Start of Text excerpt
0

I am new to python & beautiful soup,need to web scrape all the links to index it in elastic search,I am using below code to get all links/sublinks inside the info page,but unable to retrieve it.

 from bs4 import BeautifulSoup
try:
    import urllib.request as urllib2
except ImportError:
    import urllib2

    urlFile = urllib2.urlopen("http://pubs.vmware.com/sddc-mgr-12/index.jsp#com.vmware.evosddc.via.doc_211/GUID-71BE2329-4B96-4B18-9FF4-1BC458446DB2.html")

urlHtml = urlFile.read()
urlFile.close()

soup = BeautifulSoup(urlHtml,"html.parser")
urlAll = soup.find_all("a")
for links in soup.find_all('a'):
     print (links.get('href'))

unable to retrieve any links/sublinks as print() is not giving any o/p

please provide some pointers.

Anand
  • 621
  • 3
  • 9
  • 31
  • Possible duplicate of [How to get rid of BeautifulSoup user warning?](http://stackoverflow.com/questions/33511544/how-to-get-rid-of-beautifulsoup-user-warning) – Teemu Risikko Feb 28 '17 at 14:25
  • not about duplicate,but how to proceed with these type of urls,i am able to get result with a normal url like https://www.vmware.com/support/pubs/ tried using below,dint giving nay result: soup = BeautifulSoup(urlHtml,"html.parser") – Anand Feb 28 '17 at 14:26

1 Answers1

1

The data that you want is being loaded via an ajax call.
End of Text excerpt
Start of Extracted information
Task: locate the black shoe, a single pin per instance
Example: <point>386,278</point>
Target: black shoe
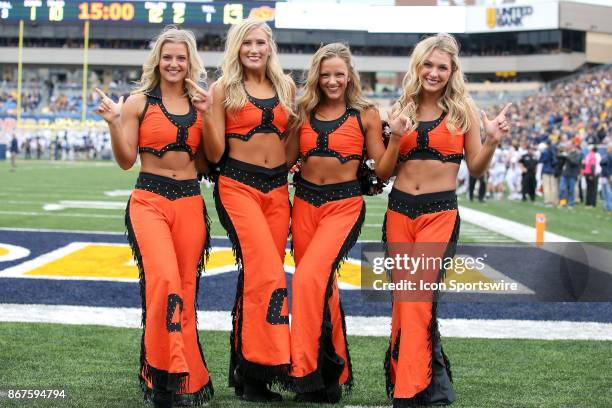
<point>333,393</point>
<point>329,395</point>
<point>258,391</point>
<point>253,390</point>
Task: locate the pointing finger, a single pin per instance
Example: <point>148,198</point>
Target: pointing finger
<point>100,93</point>
<point>503,112</point>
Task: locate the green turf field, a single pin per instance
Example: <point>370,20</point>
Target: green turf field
<point>97,366</point>
<point>499,373</point>
<point>580,223</point>
<point>36,183</point>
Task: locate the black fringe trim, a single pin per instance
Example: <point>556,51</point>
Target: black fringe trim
<point>163,380</point>
<point>273,375</point>
<point>314,381</point>
<point>201,397</point>
<point>226,222</point>
<point>392,353</point>
<point>131,237</point>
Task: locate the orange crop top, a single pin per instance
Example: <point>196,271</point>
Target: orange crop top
<point>342,138</point>
<point>161,131</point>
<point>257,116</point>
<point>432,141</point>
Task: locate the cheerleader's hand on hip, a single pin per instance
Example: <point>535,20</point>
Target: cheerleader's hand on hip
<point>497,128</point>
<point>202,99</point>
<point>398,122</point>
<point>107,109</point>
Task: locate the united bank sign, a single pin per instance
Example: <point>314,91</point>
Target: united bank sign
<point>532,16</point>
<point>508,16</point>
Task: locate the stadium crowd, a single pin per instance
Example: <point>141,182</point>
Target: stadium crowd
<point>561,146</point>
<point>212,42</point>
<point>557,134</point>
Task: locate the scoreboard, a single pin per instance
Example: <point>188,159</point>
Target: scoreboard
<point>192,13</point>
End of Extracted information
◆ **Required actions**
a) Reproduce the stretch of the BeautifulSoup thread from "I am new to" through "urlHtml = urlFile.read()".
b) In one to three sentences, explain why the poster in the BeautifulSoup thread concludes that no links or sublinks are being retrieved.
Work only from the BeautifulSoup thread and ignore the listing.

◆ **Worked solutions**
a)
I am new to python & beautiful soup,need to web scrape all the links to index it in elastic search,I am using below code to get all links/sublinks inside the info page,but unable to retrieve it.

 from bs4 import BeautifulSoup
try:
    import urllib.request as urllib2
except ImportError:
    import urllib2

    urlFile = urllib2.urlopen("http://pubs.vmware.com/sddc-mgr-12/index.jsp#com.vmware.evosddc.via.doc_211/GUID-71BE2329-4B96-4B18-9FF4-1BC458446DB2.html")

urlHtml = urlFile.read()

b) The poster concludes this because the print() call in the loop over the "a" tags produces no output.